Written instruction: List the aims of research on migration in Africa that are named in the text on migration in Africa below.
* BEGIN Page *
This House would enable free movement of labour across Africa to alleviate poverty disparities.

Migration has remained a key concern in Africa over time; with research focused on identifying the patterns of migration, scope of migration, and fundamentally understand why people move. With 'mobility' identified as a key characteristics of our contemporary age, various trends can be found across Africa. With records showing rising rates in international immigration; and increased inter-continental movement, new theories have emerged to provide reasoning for such realities. Whether as a result of choice or constraint, such as a natural disaster, a livelihood strategy or individual decision to seek employment, the contemporary reality of migration shows movement needs to be prioritised, discussed, and debated. With the stabilisation of an African Union, or Pan-African Agenda, concern over climate change, and complexities of urbanisation, new policies and understandings are required for migration, and migrants.
* END Page *
* BEGIN Given entries *
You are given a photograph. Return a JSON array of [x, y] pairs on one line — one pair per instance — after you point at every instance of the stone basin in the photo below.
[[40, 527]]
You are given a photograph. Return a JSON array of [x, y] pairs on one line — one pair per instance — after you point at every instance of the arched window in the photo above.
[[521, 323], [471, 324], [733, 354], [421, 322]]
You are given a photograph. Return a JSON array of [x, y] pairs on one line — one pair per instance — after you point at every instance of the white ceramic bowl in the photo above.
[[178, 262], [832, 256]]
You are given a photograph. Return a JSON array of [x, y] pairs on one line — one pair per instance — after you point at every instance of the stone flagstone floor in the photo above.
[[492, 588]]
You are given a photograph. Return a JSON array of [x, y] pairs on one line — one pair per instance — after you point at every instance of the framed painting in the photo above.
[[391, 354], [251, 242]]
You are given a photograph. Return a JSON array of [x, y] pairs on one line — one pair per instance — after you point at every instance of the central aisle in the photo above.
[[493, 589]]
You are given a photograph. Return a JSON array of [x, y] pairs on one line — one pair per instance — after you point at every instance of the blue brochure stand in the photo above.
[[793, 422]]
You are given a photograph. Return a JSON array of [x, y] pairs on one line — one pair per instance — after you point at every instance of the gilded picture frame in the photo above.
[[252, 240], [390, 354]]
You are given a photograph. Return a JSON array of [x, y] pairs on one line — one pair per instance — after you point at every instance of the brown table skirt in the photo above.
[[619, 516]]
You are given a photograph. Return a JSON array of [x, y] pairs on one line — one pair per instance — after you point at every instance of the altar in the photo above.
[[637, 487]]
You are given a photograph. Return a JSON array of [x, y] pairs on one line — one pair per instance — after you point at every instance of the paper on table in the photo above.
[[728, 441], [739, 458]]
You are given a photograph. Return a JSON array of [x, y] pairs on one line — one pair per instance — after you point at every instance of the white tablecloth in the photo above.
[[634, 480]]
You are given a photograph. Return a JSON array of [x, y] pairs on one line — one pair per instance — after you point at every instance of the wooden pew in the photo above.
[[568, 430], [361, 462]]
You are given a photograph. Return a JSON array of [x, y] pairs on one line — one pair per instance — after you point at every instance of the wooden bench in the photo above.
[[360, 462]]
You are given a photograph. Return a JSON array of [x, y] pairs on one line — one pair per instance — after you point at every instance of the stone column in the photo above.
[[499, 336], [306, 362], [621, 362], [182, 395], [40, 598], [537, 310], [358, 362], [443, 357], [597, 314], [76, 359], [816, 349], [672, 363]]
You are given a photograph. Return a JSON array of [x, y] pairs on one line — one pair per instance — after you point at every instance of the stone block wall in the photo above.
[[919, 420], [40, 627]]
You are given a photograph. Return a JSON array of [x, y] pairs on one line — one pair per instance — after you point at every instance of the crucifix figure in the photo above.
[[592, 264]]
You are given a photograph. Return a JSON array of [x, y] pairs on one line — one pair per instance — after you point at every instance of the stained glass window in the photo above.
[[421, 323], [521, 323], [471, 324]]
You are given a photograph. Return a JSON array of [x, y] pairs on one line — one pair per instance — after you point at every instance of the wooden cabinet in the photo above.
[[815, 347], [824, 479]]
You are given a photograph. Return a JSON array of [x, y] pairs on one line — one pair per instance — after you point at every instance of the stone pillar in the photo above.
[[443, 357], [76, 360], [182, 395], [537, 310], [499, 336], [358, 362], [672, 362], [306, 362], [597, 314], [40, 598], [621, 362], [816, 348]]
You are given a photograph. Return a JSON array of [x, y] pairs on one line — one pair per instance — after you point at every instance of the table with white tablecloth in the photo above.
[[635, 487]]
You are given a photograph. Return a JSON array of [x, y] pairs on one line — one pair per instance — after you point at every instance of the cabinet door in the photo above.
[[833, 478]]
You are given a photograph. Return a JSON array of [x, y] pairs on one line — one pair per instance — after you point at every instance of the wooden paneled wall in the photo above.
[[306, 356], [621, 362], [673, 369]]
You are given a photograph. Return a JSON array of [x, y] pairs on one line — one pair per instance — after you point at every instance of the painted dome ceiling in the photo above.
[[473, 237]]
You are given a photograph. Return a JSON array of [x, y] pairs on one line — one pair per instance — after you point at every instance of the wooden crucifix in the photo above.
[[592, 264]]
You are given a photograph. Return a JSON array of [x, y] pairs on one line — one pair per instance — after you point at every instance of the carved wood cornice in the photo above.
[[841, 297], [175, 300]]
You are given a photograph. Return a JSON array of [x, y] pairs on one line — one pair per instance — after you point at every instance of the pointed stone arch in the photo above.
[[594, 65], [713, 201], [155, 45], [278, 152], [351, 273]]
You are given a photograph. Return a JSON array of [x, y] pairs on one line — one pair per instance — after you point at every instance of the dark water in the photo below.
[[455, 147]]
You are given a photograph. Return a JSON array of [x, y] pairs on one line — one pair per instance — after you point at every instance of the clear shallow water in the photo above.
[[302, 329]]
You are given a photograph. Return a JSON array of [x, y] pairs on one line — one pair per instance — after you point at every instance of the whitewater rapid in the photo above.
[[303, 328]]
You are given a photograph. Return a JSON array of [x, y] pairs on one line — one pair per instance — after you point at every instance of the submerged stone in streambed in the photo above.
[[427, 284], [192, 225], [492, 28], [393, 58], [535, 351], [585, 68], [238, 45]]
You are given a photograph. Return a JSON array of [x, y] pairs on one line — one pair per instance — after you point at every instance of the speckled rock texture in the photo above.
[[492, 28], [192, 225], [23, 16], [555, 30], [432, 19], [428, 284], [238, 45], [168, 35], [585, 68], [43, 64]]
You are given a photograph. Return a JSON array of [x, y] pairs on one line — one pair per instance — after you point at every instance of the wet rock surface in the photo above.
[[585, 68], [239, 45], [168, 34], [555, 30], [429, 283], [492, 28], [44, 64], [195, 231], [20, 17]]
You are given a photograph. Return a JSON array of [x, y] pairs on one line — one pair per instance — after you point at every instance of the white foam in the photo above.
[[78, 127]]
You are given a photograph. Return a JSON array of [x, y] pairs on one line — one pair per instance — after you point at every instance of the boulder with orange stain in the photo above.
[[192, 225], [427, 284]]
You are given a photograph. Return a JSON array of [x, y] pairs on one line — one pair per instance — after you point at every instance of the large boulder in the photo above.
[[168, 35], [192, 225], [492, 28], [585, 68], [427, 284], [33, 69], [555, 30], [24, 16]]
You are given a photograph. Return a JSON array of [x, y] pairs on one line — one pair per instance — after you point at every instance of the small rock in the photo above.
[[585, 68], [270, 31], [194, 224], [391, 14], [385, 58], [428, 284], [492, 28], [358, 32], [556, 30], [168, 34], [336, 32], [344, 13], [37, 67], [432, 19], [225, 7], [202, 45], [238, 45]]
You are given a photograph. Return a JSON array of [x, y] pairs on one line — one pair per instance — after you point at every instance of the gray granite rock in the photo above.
* END Given entries *
Output below:
- Identifying the patterns of migration
- Identifying the scope of migration
- Understanding why people move